→ **TEXT SECTION**:
"""
So the search began, and, we must say, it was not without its humiliating moments. We bought a thing called the STANCE GUIDE, which we thought sounded scientific. In fact, the Stance Guide was merely arrows you stuck to the toes of your shoes so they pointed to the target. You have not known embarrassment until you've walked into the men's grill with arrows stuck to your shoes.
We bought TOP TIPS, and we now have little stickers on the butt end of each of our grips, diagramming exactly how to address the ball for that particular club. There is no way to look cool with a Top Tip on the end of your driver. We paid $44.95 for the IMPACT BAG. It's specially designed to teach you the feeling of impact. You fill it up with sheets, towels, anything you like, and zip it up. Then you place the bag against an immovable object and swing your club into it. Or you could not blow the 45 smackers and use a pillowcase instead.
"""
→ **ACTIVITY 1**:
Please set down the golf gadgets passage word for word, from "We bought TOP" to "a pillowcase instead.".
→ **ACTIVITY 2**:
Resume the golf gadgets passage, carrying it on from its final sentence.

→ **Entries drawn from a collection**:
"""
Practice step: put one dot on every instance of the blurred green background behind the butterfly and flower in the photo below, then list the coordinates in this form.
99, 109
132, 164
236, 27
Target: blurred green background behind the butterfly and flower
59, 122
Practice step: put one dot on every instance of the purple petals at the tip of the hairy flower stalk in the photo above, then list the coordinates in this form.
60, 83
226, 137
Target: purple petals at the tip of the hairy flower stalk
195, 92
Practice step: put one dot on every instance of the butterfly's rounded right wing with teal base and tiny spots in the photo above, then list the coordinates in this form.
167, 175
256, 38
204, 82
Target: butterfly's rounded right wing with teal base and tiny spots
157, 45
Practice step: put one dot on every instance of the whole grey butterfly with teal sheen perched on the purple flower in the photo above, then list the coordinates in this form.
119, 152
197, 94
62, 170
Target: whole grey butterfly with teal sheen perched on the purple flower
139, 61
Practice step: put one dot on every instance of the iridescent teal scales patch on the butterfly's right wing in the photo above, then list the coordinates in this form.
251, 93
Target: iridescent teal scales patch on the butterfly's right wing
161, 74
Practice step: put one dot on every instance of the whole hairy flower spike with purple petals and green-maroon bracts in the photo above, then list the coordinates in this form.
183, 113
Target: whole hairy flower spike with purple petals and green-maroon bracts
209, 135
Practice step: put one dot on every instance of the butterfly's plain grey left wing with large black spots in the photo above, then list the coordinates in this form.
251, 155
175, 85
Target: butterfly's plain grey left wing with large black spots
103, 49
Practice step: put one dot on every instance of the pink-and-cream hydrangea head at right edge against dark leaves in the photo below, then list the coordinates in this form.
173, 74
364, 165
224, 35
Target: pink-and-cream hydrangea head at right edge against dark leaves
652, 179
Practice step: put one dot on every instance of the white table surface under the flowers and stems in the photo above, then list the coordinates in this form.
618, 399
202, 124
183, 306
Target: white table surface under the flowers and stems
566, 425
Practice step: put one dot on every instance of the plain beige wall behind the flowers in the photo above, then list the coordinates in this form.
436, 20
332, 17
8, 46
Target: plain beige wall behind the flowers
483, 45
"""
→ **YOUR RESPONSE 1**:
We bought TOP TIPS, and we now have little stickers on the butt end of each of our grips, diagramming exactly how to address the ball for that particular club. There is no way to look cool with a Top Tip on the end of your driver. We paid $44.95 for the IMPACT BAG. It's specially designed to teach you the feeling of impact. You fill it up with sheets, towels, anything you like, and zip it up. Then you place the bag against an immovable object and swing your club into it. Or you could not blow the 45 smackers and use a pillowcase instead.

→ **YOUR RESPONSE 2**:
We even tried buzzing things. The SWINGTHING, which you attach to the shaft, beeps every time you swing faster than your preset swing speed. If you're swinging correctly, the beep should come at or after impact. If you're not, the beep comes before. But anything you might learn is lost in the embarrassment of standing on the driving range sounding like the Roadrunner.
Still, we never found a droopy-knee breakthrough until we discovered the STABLE FLEXOR, a molded piece of plastic that straps around your right knee to keep it from drooping during the backswing. Wearing the Stable Flexor makes you feel like Walter Brennan, because you are not able to stand up straight. But it seemed to do a nice job on the droopy knees. On a golfer's scale, we gave it a par. Only, for some reason, when we took it off to play, we hit everything thin.
"Looking up," said Carnac between sips.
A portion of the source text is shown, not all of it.